:: Stated goal 1 ::
In the training program story, which story did the writer tell after the participant said the stories wouldn't work?

FROM HERE
AND THERE
Recently
while conducting a Self Development Training Program in a company, I was
discussing ideas about the practice in our lives, of absolute integrity,
authenticity, honesty and thinking bigger than ourselves. As is my way I was
narrating some beautiful stories to embed these thoughts among the
participants. One participant said "sir your stories won’t work, we don’t
do things this way out here". I was quite appalled to say the least. Here
was a person, so tight in his comfort zones, that he refused to even think
about what was being said. So I narrated Pavlov’s story about the 5 monkeys.
Still there was no change in his response. I realized that this gentleman was
not able to piece together the real essence or the deep truth which was being
narrated and discussed. Well I will handle that on another day, but I thought I
would share with you my thoughts on stories.
So here is
a story for all of us.

:: Supplied material ::
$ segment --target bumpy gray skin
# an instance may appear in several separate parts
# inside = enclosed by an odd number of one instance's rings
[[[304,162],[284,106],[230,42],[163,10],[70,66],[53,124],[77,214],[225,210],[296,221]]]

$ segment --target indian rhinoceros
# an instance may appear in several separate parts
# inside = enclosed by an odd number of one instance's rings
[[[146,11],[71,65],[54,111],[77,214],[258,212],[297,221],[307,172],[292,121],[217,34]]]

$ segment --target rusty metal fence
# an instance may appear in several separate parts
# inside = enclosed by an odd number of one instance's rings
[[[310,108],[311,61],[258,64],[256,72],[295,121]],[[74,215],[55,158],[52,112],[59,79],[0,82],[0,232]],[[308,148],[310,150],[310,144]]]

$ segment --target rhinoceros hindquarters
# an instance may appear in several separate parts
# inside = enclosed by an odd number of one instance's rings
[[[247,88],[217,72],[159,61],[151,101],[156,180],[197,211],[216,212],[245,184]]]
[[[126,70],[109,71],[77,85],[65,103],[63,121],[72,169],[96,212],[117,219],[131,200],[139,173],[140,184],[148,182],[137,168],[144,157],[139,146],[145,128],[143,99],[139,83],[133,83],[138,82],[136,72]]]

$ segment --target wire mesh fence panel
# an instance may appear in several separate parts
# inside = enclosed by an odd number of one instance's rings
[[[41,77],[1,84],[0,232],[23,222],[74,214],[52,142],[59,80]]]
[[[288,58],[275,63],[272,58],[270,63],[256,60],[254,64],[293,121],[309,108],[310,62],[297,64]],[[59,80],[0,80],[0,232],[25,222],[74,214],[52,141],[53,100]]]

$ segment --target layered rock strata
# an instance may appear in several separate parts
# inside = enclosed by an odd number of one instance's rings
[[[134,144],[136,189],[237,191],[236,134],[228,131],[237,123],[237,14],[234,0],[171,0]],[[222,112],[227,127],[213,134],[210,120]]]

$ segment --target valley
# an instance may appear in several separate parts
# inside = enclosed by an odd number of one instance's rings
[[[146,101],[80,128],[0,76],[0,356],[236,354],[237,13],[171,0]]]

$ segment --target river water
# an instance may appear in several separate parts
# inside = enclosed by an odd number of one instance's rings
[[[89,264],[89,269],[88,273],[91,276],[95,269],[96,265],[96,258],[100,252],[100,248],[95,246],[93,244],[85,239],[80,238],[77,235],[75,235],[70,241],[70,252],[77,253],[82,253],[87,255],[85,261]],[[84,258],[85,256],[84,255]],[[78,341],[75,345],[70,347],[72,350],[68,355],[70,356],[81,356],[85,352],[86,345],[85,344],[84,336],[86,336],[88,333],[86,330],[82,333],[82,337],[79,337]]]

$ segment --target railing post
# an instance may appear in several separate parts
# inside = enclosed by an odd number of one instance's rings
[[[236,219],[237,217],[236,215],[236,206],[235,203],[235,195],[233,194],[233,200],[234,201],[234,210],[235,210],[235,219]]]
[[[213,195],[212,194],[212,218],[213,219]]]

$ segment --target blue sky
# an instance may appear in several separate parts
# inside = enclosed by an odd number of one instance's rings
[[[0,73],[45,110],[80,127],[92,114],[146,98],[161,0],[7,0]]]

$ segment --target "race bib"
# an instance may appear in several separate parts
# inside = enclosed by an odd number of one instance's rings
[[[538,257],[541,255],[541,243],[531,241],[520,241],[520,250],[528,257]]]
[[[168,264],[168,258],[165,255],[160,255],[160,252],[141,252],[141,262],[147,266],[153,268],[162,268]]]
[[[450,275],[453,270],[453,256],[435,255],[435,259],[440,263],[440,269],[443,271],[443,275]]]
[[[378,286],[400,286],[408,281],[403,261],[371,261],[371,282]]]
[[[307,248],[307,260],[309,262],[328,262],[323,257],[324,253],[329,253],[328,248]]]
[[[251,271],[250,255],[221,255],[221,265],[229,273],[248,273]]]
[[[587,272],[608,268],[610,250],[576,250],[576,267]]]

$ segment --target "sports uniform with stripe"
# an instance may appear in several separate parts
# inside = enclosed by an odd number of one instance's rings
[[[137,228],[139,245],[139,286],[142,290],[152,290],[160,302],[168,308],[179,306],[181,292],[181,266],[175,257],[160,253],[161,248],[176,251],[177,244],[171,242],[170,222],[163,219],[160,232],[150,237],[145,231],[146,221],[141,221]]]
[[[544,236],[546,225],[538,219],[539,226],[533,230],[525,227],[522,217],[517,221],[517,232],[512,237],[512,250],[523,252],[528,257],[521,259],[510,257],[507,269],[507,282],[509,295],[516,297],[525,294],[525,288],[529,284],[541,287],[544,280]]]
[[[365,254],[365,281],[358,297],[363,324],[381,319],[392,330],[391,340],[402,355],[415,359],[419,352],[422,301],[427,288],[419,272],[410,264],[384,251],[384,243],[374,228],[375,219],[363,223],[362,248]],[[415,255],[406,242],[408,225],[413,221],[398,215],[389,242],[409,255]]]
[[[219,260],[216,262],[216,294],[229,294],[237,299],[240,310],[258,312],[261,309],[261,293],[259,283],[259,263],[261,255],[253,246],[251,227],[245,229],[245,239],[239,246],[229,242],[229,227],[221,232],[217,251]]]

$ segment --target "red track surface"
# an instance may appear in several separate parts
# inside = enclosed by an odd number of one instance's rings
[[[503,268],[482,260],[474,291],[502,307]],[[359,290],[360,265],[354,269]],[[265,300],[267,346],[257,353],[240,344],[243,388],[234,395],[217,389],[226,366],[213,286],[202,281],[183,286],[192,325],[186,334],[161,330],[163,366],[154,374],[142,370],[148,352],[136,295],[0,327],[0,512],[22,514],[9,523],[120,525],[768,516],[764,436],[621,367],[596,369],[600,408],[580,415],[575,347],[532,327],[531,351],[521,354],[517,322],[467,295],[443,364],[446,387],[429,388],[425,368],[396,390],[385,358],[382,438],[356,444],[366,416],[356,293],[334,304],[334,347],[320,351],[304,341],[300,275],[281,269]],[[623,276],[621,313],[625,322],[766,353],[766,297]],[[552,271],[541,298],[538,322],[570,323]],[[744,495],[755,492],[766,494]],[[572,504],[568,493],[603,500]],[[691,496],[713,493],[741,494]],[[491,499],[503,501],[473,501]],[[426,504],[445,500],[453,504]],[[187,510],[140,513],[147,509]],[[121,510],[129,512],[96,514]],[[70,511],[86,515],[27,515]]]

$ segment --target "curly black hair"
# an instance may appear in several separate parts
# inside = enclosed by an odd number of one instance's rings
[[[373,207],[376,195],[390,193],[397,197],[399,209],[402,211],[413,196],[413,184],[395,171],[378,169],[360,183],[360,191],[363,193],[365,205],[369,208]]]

:: Stated goal 2 ::
In the records, begin at the line that has "--target railing post" and stop after the line that has "[[[0,73],[45,110],[80,127],[92,114],[146,98],[161,0],[7,0]]]". Write those lines out again with "blue sky" changed to "clear sky" and everything else left the same.

:: Result 1 ::
Pavlov's story about the 5 monkeys.

:: Result 2 ::
$ segment --target railing post
# an instance may appear in several separate parts
# inside = enclosed by an odd number of one instance's rings
[[[236,219],[237,217],[236,215],[236,206],[235,203],[235,195],[233,194],[233,200],[234,201],[234,210],[235,210],[235,219]]]
[[[213,195],[212,194],[212,218],[213,219]]]

$ segment --target clear sky
# an instance may appear in several separate parts
# inside = enclosed by an odd number of one instance's rings
[[[0,73],[45,110],[80,127],[92,114],[146,98],[161,0],[7,0]]]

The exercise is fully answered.